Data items
>>
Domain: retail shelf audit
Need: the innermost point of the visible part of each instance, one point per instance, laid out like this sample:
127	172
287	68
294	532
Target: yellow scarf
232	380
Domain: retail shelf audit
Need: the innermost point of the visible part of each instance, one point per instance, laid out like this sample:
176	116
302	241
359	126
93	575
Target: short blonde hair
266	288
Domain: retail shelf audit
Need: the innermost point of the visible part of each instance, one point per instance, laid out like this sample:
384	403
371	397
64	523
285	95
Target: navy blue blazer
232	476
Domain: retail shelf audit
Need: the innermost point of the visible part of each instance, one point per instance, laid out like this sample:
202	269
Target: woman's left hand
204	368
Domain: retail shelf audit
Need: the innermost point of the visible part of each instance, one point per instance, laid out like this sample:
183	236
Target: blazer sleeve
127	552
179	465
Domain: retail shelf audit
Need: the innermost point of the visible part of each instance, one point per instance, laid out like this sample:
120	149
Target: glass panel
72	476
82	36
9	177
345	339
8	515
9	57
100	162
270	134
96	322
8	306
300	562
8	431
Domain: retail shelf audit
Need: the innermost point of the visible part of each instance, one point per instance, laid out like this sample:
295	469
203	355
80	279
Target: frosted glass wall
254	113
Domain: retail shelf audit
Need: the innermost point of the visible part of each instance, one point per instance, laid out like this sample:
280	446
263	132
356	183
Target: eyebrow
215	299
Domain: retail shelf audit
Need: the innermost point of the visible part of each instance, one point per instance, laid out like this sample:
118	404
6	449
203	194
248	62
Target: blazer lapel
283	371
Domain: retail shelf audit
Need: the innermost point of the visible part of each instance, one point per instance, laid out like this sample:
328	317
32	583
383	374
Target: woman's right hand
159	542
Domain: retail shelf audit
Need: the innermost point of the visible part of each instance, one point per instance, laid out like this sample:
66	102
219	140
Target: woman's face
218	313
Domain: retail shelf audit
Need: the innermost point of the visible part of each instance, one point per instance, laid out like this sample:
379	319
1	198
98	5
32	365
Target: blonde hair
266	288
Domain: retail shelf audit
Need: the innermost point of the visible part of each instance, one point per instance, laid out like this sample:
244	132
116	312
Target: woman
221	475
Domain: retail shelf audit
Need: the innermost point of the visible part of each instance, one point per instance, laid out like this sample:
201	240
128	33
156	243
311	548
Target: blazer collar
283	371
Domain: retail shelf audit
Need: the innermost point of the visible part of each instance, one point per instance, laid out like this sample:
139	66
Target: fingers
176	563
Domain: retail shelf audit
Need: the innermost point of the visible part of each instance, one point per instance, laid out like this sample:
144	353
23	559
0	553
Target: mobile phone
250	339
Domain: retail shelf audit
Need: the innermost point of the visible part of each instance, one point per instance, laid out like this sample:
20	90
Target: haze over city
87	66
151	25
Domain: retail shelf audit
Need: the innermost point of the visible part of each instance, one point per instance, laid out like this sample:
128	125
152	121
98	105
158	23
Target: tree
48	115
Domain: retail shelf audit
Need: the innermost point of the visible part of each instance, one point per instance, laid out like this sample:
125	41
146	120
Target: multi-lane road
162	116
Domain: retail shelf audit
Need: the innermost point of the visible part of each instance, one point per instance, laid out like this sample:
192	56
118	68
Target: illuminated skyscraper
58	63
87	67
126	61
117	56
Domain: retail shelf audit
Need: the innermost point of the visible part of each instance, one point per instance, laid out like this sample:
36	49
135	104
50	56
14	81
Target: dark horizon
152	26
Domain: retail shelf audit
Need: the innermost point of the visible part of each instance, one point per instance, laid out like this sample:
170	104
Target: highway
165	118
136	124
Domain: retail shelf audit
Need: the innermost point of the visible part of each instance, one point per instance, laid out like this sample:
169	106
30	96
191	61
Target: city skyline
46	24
<<
[WHAT TO WORK ON] The full set of entries must be printed again without any alteration.

[TASK ANSWER]
Domain: retail shelf audit
Need: the innermost point of the visible part of each instance, one point per instance, laid out like this sample:
127	172
287	68
294	532
Target: yellow scarf
232	380
Domain: retail shelf audit
Need: the innermost point of the visible part of each instance, one point per instance, laid out like this sample:
176	116
302	241
359	126
93	575
Target: short blonde hair
266	288
Domain: retail shelf audit
Need: the innermost point of the visible part of each instance, one point per instance, laid out like this sample:
384	403
371	397
64	523
285	95
Target: navy blue blazer
232	476
Domain: retail shelf audit
Need: the innermost point of the visible part of each instance, one point per instance, laid out like this sample:
202	269
Target: woman's left hand
204	368
Domain: retail shelf audit
Need: the innermost point of the visible part of each instance, one point per instance, laid out like this sample:
183	236
Target: blazer sleeve
127	552
179	465
Domain: retail shelf audit
Need: the innermost point of the visible part of each instance, one point per instance, laid out like this sample:
120	149
Target: glass panel
72	476
82	36
9	177
345	339
8	515
9	57
100	162
270	134
96	322
8	306
300	562
8	431
Domain: retail shelf audit
Need: the innermost point of the visible part of each instance, one point per instance, laid out like this sample:
295	469
203	355
80	279
Target: frosted glass wall
254	113
Domain: retail shelf audit
Need: the innermost point of the visible part of each instance, one point per instance, laid out like this sample:
280	446
263	132
356	183
Target: eyebrow
215	299
Domain: retail shelf audit
Need: the innermost point of the visible part of each instance, one point per instance, laid out like this sample:
118	404
6	449
203	194
248	62
Target: blazer lapel
283	371
Domain: retail shelf audit
Need: the innermost point of the visible part of each instance, one point per instance, laid out like this sample:
328	317
32	583
383	374
Target: woman's right hand
159	542
Domain: retail shelf audit
Need: the innermost point of the visible part of each instance, one point per instance, laid out like this sample:
66	102
219	140
Target: woman's face
218	313
Domain: retail shelf audit
Need: the innermost point of the visible part of each instance, one point per instance, laid out like this sample:
379	319
1	198
98	5
32	365
Target: blonde hair
266	288
Domain: retail shelf audit
Need: the innermost point of the visible part of each instance, one point per instance, laid out like this sample:
244	132
116	312
Target: woman
221	475
Domain: retail shelf audit
Need: the innermost point of the visible part of each instance, one point per instance, laid out like this sample:
201	240
128	33
156	243
311	548
Target: blazer collar
283	371
Domain: retail shelf audit
Need: the innermost point of the visible part of each instance, one point per instance, laid out like this sample:
139	66
Target: fingers
176	563
Domain: retail shelf audit
Need: the innermost point of the visible part of each instance, one point per instance, laid out like this sample:
144	353
23	559
0	553
Target: mobile phone
250	339
Domain: retail shelf audit
Need: the innermost point of the visible part of each instance, one point per instance, laid out like this sample:
20	90
Target: haze over city
87	66
151	25
Domain: retail shelf audit
Need: the innermost point of the visible part of each instance, one point per instance, laid out like this sample:
128	125
152	121
98	105
158	23
Target: tree
48	115
Domain: retail shelf audit
Need: the innermost point of the visible part of each instance, one point per instance, laid out like this sample:
125	41
146	120
Target: multi-lane road
162	116
Domain: retail shelf audit
Need: the innermost point of the visible part of each instance, one point per instance, laid out like this sample:
192	56
118	68
Target: illuminated skyscraper
58	63
87	67
126	61
117	56
Domain: retail shelf audit
Need: the innermost point of the visible part of each instance, one point per instance, laid out like this sample:
36	49
135	104
50	56
14	81
Target: dark horizon
152	26
Domain: retail shelf audit
Need: the innermost point of the visible part of each instance, one point per instance, laid out like this sample:
170	104
Target: highway
165	118
136	124
Domain: retail shelf audit
Need: the innermost point of the visible part of each instance, one point per instance, laid out like this sample:
169	106
30	96
191	61
Target: city skyline
46	24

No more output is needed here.